(Object pointing dataset rows)
┄┄┄┄┄┄┄┄┄┄┄┄┄┄┄┄┄┄┄┄
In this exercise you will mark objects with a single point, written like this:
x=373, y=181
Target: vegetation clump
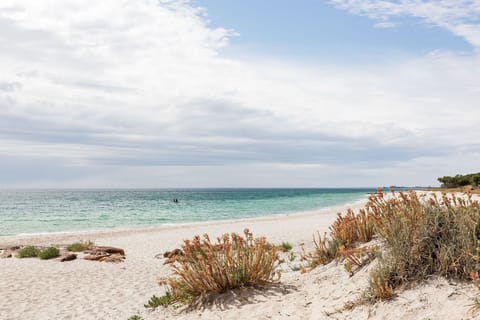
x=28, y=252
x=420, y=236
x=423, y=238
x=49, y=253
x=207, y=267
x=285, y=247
┄┄┄┄┄┄┄┄┄┄┄┄┄┄┄┄┄┄┄┄
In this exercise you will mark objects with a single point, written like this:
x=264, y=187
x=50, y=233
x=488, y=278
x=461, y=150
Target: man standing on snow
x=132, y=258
┄┄┄┄┄┄┄┄┄┄┄┄┄┄┄┄┄┄┄┄
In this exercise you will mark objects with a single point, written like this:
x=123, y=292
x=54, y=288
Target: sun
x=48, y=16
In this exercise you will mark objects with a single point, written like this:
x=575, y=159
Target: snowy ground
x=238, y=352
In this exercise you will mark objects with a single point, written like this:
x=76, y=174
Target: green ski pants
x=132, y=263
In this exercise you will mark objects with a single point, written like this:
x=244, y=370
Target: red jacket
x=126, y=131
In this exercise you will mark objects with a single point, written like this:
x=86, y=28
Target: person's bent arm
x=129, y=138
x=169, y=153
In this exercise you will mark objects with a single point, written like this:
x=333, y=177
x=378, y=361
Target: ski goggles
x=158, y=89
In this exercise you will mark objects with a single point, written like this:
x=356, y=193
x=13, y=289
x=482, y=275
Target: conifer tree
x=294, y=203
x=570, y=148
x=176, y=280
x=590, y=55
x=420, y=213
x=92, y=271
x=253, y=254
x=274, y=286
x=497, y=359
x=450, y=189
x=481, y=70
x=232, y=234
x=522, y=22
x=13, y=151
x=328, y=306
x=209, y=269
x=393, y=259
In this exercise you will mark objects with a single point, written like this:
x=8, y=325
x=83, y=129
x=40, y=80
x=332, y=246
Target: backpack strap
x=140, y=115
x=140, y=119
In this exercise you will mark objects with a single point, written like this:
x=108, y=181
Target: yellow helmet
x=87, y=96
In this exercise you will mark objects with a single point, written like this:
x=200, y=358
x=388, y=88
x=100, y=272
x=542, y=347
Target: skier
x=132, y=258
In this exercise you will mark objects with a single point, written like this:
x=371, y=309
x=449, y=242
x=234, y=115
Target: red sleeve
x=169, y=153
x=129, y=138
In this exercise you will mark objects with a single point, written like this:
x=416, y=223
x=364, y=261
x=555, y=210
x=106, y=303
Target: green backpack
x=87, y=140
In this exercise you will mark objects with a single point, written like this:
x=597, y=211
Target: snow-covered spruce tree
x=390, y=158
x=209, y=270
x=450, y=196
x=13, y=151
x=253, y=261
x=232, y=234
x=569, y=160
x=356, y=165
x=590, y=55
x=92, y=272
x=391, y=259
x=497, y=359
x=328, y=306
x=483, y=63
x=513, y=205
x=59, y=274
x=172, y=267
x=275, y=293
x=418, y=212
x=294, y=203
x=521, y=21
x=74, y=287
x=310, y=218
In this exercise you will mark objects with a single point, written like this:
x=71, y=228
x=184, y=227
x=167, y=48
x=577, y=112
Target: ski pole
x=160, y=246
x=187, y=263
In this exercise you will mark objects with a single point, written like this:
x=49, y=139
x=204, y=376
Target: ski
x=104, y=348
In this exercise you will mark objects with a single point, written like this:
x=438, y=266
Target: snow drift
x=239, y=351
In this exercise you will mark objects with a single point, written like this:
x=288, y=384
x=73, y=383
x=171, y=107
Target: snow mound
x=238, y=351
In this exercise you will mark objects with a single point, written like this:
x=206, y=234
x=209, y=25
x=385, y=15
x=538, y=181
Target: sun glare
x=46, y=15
┄┄┄┄┄┄┄┄┄┄┄┄┄┄┄┄┄┄┄┄
Find every line in the rows that contains the word "green" and copy each of those lines. Case counts.

**The answer**.
Target: green ski pants
Target: green backpack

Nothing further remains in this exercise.